## AVAILABLE DATA
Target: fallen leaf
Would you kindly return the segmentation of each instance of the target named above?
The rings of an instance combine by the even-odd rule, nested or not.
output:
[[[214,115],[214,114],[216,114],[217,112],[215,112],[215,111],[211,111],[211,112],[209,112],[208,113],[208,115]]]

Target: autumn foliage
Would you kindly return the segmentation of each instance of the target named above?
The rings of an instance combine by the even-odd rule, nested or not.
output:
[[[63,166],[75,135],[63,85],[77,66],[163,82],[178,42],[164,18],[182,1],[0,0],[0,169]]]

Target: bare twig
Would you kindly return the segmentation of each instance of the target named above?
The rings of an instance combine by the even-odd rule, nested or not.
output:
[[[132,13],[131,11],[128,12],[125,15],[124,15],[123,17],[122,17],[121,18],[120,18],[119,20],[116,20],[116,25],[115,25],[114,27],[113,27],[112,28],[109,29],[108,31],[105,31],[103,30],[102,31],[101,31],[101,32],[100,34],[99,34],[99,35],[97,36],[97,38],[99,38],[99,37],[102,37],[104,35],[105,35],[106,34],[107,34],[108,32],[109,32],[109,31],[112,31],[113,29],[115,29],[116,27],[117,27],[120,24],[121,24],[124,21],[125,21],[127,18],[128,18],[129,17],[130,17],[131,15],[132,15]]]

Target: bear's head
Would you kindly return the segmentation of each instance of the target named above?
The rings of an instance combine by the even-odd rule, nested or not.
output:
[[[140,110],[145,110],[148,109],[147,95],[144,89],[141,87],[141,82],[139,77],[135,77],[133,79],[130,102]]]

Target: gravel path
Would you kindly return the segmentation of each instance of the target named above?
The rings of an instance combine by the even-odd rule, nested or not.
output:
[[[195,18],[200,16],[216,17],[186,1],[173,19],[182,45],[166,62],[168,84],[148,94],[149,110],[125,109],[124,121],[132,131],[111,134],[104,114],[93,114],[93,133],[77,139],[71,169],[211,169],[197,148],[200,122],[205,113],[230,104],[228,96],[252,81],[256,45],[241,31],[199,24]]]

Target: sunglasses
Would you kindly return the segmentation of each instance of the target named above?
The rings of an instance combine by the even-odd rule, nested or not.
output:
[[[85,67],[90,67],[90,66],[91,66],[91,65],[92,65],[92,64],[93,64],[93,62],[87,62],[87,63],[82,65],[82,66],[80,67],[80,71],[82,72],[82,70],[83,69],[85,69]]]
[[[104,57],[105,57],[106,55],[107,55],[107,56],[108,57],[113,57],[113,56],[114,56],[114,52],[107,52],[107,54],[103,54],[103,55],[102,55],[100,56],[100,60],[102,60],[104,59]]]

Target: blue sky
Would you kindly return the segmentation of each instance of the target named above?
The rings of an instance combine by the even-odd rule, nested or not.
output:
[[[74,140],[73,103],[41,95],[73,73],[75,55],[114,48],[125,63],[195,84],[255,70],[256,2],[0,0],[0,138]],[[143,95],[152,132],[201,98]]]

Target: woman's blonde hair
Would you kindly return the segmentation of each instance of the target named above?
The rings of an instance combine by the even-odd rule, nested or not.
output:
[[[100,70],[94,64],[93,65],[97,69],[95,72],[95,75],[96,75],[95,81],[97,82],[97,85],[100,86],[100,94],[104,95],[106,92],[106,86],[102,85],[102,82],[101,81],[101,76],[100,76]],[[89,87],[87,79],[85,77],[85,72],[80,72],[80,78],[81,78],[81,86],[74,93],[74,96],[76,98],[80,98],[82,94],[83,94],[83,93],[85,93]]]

--

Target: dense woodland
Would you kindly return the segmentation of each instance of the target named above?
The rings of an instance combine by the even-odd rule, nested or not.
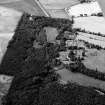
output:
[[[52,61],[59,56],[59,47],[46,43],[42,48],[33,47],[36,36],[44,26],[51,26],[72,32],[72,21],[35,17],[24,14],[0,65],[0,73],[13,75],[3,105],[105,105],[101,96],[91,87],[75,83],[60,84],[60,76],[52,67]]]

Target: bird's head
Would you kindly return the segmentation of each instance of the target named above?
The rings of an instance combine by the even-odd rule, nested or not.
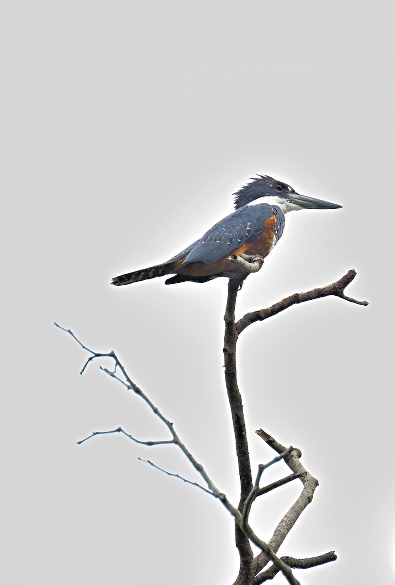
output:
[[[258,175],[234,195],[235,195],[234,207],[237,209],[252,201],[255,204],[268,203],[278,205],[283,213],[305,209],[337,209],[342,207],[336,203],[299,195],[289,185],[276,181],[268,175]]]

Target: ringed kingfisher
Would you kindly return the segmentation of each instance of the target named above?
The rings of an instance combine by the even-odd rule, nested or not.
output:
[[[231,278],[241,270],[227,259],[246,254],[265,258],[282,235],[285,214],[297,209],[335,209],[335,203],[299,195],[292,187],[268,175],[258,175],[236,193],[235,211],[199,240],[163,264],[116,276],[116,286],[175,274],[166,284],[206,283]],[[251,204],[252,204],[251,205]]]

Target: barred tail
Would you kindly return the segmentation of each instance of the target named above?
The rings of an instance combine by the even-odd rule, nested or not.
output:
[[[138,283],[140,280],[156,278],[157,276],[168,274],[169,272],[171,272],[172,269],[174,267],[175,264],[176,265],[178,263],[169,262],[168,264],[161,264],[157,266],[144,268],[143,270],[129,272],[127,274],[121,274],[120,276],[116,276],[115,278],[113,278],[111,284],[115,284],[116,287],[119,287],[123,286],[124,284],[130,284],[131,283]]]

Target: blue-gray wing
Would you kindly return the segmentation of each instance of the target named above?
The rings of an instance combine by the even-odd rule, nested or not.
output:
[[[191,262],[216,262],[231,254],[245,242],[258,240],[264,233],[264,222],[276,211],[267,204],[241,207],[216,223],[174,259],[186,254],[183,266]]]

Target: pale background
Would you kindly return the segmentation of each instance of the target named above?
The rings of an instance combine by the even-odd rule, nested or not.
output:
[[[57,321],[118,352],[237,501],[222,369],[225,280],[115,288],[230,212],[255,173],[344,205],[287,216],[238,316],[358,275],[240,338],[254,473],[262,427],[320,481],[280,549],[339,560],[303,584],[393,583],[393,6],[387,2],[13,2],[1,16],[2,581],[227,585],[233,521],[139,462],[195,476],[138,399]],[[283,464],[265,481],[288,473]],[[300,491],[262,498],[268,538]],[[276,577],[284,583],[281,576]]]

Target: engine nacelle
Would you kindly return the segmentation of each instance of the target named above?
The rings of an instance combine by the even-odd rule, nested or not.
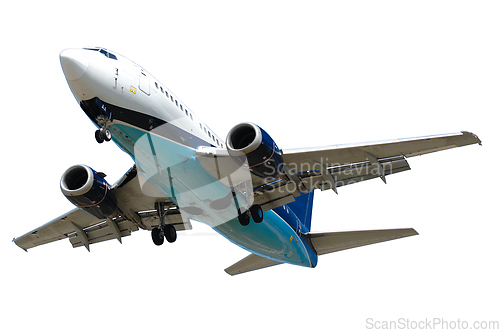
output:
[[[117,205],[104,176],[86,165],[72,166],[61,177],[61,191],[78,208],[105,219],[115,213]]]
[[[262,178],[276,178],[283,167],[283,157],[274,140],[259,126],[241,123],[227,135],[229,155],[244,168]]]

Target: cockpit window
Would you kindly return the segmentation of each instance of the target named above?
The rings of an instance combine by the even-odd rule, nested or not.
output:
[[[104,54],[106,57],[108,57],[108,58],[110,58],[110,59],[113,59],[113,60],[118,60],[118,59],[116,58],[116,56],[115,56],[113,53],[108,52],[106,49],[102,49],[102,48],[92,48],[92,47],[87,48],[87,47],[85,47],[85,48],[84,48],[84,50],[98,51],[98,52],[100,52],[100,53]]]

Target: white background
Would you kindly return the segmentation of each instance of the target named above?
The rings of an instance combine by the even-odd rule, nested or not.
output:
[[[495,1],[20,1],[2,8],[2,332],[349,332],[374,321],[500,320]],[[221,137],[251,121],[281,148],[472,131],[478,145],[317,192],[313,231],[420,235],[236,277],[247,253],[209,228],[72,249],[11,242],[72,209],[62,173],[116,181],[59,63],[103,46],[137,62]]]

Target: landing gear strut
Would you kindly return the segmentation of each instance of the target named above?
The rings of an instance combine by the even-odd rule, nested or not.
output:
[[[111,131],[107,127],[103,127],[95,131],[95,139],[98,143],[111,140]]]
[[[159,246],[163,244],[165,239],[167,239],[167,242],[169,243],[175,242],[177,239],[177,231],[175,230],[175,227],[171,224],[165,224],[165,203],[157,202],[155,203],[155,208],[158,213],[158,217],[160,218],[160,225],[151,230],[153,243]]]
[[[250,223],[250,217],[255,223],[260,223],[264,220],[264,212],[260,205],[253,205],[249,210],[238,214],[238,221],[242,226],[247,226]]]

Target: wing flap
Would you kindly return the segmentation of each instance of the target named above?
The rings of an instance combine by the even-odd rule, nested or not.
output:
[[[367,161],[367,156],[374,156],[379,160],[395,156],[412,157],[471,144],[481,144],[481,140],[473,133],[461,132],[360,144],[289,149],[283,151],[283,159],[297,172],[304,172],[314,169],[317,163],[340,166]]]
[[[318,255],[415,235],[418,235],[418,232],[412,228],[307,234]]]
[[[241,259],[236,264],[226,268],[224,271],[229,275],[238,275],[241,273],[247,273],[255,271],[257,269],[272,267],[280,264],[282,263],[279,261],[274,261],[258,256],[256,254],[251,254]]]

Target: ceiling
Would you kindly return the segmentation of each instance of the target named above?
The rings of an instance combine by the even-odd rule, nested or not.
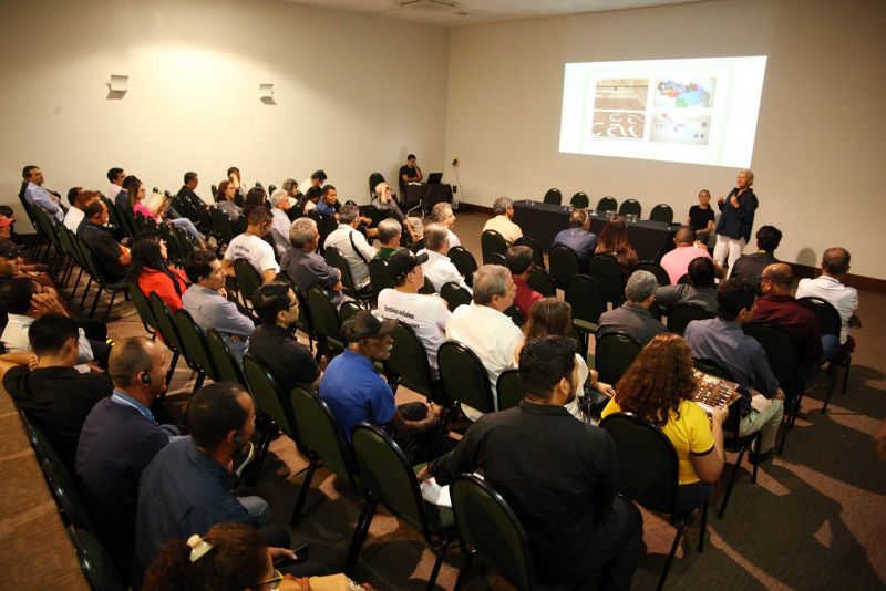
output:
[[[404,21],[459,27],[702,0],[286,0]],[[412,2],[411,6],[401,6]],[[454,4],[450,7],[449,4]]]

* * *

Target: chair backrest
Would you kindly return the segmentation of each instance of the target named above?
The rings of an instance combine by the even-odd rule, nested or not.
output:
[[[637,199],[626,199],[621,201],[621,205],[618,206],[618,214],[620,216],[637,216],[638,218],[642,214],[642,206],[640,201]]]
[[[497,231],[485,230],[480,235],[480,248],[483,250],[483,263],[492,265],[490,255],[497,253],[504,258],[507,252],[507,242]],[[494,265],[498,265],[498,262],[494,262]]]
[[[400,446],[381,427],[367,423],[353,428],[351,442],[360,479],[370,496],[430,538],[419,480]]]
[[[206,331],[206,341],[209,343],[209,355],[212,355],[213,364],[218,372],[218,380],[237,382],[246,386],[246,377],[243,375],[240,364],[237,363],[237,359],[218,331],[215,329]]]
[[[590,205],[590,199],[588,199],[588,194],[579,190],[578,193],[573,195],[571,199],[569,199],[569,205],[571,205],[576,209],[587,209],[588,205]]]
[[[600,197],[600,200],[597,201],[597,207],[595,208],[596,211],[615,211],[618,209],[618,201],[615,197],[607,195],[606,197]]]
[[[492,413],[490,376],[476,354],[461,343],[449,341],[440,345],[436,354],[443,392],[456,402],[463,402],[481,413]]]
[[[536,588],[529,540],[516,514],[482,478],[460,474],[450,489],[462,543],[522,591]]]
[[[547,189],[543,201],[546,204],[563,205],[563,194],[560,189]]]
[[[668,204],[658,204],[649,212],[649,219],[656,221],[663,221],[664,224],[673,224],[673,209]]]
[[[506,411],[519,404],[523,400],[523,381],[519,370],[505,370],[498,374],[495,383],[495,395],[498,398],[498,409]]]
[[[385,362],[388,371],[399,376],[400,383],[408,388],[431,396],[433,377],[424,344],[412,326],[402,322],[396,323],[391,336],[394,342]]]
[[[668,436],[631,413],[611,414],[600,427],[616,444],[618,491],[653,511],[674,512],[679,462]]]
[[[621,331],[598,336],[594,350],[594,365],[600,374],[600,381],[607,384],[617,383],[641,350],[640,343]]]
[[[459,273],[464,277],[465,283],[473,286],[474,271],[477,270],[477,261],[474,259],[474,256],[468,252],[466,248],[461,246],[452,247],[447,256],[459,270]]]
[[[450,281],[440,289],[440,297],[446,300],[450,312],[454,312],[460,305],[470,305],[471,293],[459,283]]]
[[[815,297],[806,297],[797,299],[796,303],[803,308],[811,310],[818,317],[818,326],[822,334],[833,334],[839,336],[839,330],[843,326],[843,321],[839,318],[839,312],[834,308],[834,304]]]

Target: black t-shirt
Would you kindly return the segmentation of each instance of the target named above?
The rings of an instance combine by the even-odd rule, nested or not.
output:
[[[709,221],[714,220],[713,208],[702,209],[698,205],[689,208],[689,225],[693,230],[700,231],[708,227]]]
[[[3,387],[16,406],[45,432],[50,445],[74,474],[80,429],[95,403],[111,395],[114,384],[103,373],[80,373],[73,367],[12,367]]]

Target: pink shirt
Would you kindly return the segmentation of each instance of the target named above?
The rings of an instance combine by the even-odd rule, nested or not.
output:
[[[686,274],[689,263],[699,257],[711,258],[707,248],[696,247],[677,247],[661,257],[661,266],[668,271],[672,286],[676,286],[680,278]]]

## INSTRUCTIONS FOR THE TASK
Which lines in the material above contain the word "blue"? Report each one in full.

## ANSWER IN FULL
Target: blue sky
Target: blue-gray wing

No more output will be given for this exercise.